TO BE DONE
Give only the number of lines in the rows below that contain the string "billboard", counting a match only when its letter case is identical.

[Rows from a data source]
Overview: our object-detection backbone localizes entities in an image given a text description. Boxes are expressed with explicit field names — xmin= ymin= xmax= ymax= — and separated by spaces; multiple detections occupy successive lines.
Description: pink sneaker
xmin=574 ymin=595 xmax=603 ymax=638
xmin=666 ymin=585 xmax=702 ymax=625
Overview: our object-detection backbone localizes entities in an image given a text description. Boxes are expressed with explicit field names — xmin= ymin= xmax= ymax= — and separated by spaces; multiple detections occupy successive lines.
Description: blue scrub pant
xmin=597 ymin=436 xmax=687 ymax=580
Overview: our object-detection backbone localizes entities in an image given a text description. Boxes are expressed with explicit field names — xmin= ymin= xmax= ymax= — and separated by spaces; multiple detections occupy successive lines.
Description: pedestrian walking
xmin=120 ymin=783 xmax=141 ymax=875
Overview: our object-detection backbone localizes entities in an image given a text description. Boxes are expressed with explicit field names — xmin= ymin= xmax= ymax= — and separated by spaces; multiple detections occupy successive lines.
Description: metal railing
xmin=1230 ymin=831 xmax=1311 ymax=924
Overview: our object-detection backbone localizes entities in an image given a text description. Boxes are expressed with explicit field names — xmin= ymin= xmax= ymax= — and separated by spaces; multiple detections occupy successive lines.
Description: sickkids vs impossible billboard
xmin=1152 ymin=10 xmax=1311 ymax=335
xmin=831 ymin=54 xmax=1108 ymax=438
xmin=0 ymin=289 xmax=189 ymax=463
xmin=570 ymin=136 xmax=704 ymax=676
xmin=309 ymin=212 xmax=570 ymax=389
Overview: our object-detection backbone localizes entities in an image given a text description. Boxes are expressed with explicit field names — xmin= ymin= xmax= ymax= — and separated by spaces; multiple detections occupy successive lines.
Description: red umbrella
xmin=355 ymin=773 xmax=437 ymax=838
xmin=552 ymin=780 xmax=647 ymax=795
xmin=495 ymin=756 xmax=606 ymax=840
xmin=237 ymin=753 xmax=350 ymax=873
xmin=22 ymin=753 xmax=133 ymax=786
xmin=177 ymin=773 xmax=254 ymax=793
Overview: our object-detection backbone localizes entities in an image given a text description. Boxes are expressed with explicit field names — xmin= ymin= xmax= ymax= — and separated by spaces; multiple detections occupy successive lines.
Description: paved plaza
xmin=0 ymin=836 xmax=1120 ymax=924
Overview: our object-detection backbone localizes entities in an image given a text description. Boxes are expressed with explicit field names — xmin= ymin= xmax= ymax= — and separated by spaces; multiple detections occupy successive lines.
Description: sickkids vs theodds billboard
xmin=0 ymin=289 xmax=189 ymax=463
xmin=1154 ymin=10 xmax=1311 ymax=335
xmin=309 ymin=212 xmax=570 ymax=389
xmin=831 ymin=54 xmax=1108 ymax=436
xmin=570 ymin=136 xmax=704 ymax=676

FULL ANSWER
2